» **必要な作業**
行の冒頭から"(1218, 333)"を含む行までのすべてを、「番号」と「行」の二列からなるMarkdownの表に整形してください。空行と画像は表に含めないでください。

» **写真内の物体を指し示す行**
---+---

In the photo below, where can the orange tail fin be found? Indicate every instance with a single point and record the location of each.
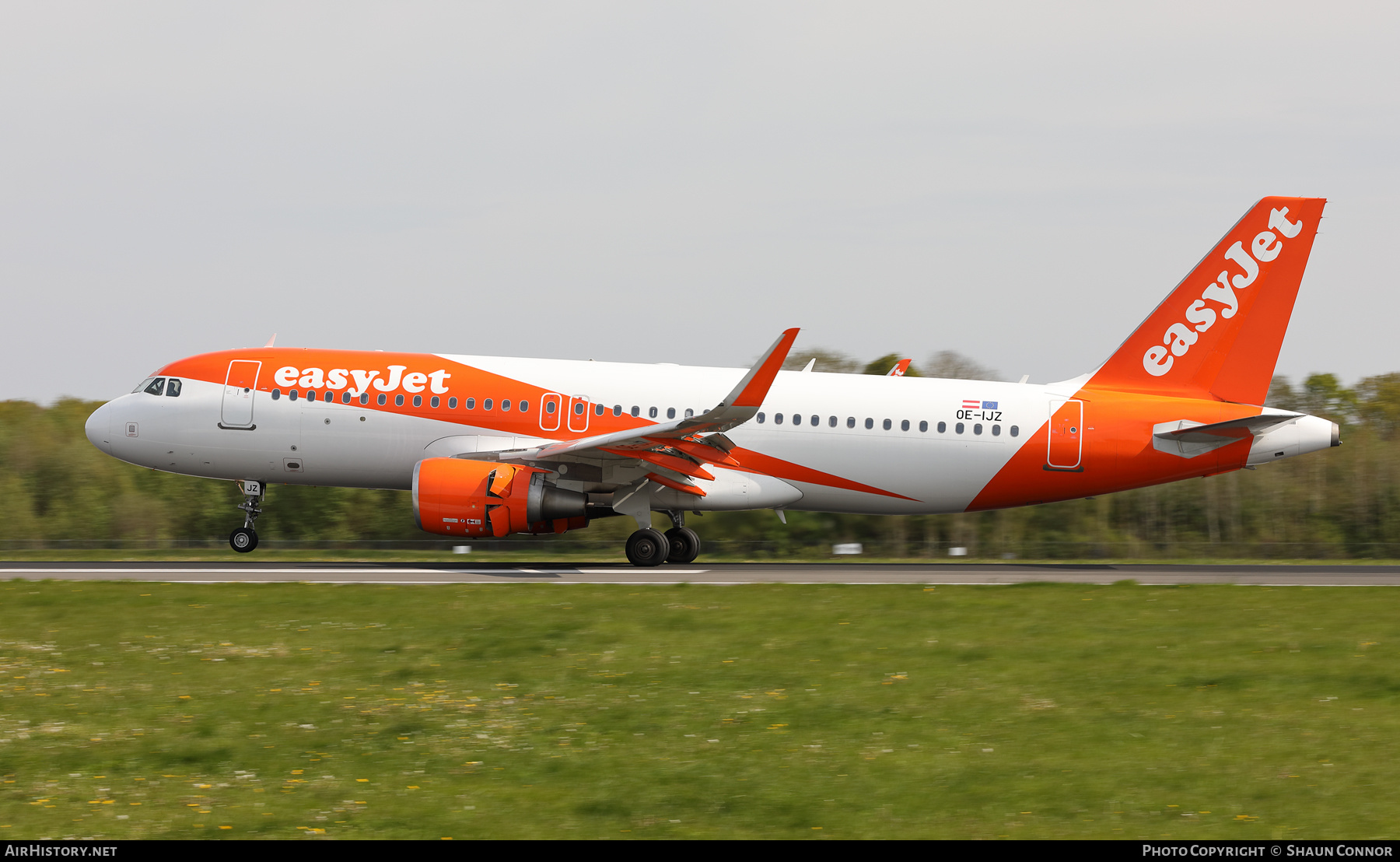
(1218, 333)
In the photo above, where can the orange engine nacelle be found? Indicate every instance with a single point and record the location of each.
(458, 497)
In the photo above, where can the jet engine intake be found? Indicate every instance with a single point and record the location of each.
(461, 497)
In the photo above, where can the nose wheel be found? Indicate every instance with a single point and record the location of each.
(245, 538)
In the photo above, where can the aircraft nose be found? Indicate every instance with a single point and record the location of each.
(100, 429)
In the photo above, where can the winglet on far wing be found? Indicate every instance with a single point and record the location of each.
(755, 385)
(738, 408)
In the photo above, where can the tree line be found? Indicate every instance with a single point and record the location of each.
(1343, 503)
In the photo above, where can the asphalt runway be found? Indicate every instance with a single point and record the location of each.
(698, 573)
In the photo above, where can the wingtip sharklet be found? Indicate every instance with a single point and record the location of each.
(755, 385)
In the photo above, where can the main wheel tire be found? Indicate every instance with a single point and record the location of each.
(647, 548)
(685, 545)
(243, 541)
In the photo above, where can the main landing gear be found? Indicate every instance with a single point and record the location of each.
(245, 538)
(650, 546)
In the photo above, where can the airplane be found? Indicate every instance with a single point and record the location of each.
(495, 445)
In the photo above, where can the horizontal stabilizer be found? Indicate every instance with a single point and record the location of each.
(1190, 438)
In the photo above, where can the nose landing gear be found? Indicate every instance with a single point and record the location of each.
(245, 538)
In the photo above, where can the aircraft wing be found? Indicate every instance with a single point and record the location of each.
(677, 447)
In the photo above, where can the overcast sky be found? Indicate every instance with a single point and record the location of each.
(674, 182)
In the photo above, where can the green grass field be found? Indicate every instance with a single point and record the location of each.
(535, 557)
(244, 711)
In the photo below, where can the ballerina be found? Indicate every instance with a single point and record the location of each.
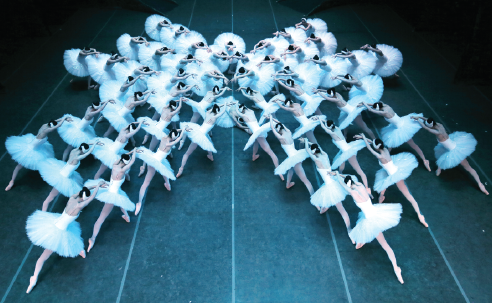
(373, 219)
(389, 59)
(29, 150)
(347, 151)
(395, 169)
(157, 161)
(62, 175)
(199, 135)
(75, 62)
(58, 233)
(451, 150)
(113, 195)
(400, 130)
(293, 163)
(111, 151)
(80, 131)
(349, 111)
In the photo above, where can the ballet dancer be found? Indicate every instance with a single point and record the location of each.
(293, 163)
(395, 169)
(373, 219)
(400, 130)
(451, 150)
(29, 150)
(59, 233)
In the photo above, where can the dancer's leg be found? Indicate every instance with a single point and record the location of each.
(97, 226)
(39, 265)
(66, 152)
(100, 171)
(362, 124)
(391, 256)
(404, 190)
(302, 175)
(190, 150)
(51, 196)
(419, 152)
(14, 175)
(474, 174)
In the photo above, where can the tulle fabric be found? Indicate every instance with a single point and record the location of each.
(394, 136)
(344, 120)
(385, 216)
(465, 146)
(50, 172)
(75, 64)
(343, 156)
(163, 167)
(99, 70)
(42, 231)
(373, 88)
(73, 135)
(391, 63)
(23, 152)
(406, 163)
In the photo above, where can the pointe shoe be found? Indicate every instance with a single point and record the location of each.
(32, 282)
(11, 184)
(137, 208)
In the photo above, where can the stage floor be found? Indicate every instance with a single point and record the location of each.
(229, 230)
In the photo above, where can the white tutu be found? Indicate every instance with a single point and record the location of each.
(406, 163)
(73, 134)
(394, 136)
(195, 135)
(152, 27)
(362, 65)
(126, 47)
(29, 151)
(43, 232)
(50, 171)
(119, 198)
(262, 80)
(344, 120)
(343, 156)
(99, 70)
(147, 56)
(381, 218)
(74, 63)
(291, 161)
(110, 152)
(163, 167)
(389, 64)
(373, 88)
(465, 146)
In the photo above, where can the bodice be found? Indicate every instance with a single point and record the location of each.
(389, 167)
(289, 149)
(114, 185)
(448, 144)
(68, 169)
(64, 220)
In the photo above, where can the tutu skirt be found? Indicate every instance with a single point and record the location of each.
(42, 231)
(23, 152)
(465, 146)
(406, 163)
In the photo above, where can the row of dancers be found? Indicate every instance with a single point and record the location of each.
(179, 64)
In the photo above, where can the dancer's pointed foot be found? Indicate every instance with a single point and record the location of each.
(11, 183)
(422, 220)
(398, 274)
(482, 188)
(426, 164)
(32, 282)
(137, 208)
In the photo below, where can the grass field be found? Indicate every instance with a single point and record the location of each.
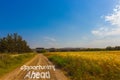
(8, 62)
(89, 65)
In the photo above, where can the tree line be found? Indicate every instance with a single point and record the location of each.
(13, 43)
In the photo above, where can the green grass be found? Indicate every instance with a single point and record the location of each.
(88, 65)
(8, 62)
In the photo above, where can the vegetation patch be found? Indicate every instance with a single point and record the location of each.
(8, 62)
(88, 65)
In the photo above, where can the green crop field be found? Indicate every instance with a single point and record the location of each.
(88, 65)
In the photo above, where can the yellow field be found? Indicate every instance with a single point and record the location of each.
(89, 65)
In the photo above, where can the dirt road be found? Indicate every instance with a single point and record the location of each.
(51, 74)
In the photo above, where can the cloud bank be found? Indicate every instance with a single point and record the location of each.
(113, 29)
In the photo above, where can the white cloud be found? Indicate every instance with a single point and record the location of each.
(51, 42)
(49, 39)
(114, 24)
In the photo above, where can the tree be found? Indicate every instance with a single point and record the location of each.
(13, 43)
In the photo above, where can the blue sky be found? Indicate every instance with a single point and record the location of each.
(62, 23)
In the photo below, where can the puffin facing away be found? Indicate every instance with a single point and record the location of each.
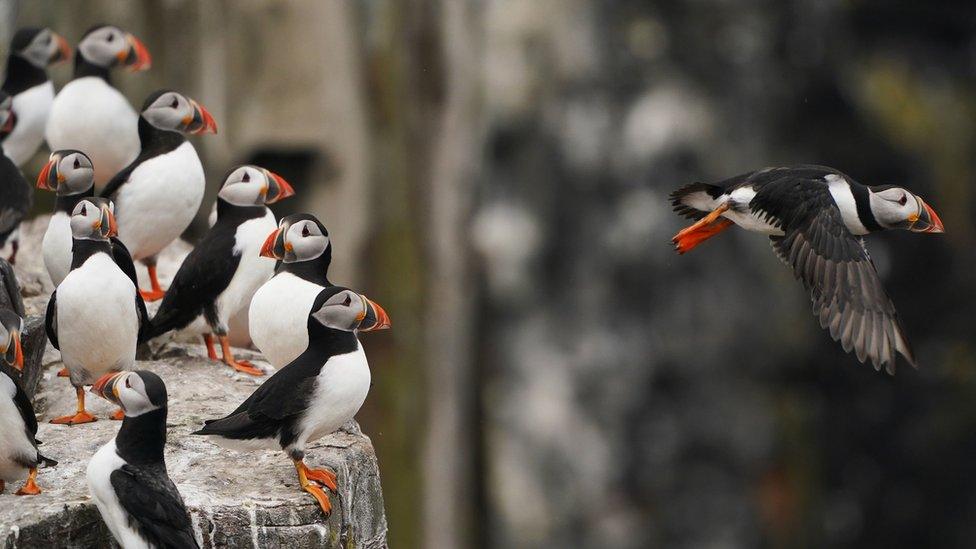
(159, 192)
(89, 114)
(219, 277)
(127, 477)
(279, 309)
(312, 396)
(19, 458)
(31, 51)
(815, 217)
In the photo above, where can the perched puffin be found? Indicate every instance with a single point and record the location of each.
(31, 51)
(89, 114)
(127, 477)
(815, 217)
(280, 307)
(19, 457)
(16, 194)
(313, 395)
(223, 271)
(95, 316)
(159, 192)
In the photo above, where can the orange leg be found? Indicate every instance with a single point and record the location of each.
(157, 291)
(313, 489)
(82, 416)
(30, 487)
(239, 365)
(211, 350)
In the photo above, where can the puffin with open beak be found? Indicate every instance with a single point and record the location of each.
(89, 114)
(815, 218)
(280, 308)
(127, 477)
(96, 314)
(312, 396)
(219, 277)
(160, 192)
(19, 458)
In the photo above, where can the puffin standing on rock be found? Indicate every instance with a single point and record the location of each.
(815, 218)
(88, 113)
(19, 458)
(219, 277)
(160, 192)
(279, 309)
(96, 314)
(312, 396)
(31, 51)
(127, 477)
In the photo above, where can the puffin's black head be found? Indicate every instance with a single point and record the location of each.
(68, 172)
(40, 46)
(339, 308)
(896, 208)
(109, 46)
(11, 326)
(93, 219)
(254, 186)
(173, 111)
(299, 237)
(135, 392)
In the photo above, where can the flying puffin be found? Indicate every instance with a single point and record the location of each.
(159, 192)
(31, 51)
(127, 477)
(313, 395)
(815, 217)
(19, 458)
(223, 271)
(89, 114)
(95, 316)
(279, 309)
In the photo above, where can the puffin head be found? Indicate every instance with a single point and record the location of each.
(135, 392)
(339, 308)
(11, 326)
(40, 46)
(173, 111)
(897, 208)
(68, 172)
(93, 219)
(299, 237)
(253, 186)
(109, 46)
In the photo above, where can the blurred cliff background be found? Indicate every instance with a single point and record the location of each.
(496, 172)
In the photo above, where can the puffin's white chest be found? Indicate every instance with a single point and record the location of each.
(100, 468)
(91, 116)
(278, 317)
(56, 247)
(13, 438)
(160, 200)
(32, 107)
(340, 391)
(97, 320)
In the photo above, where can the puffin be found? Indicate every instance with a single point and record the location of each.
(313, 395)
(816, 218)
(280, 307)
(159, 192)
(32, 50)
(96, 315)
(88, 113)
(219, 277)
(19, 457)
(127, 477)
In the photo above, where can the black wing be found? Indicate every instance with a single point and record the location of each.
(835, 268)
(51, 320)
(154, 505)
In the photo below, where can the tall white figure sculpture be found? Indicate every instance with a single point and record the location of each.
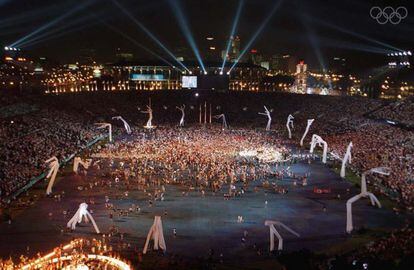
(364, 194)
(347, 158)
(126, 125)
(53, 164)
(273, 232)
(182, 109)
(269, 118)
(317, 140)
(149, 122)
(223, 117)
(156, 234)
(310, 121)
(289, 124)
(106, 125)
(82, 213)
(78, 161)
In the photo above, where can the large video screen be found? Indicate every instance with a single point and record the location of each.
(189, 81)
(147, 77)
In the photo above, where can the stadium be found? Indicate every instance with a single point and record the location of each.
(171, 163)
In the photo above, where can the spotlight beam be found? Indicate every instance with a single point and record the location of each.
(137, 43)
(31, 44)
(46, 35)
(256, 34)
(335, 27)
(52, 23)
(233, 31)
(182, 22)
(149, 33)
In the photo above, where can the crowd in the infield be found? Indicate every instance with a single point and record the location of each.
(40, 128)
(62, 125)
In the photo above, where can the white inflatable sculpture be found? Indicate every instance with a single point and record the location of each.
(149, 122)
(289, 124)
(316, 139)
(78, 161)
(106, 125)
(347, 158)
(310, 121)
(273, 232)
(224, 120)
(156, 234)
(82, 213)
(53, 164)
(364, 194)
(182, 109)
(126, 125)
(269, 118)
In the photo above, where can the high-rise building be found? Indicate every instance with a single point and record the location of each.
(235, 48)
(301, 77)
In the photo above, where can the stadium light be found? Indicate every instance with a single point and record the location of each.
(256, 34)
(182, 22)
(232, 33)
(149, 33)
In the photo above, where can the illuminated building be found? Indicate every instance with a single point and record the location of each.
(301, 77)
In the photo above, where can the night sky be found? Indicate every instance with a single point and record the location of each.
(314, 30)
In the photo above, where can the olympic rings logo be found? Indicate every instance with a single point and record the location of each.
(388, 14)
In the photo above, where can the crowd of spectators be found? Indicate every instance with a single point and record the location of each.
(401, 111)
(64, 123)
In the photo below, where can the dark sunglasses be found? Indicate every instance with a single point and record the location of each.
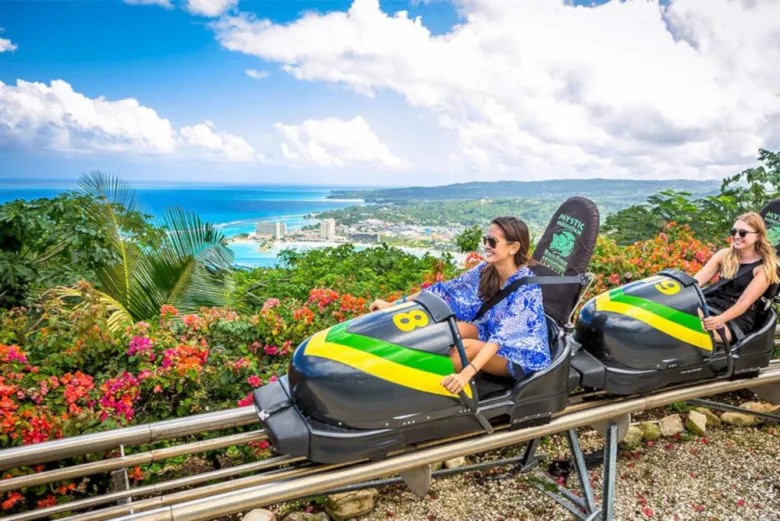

---+---

» **期待される出力**
| 番号 | 行 |
|---|---|
| 1 | In the photo below, where can the orange tail fin be found? Indicate every instance with a single point and record the location of each. |
| 2 | (1218, 333) |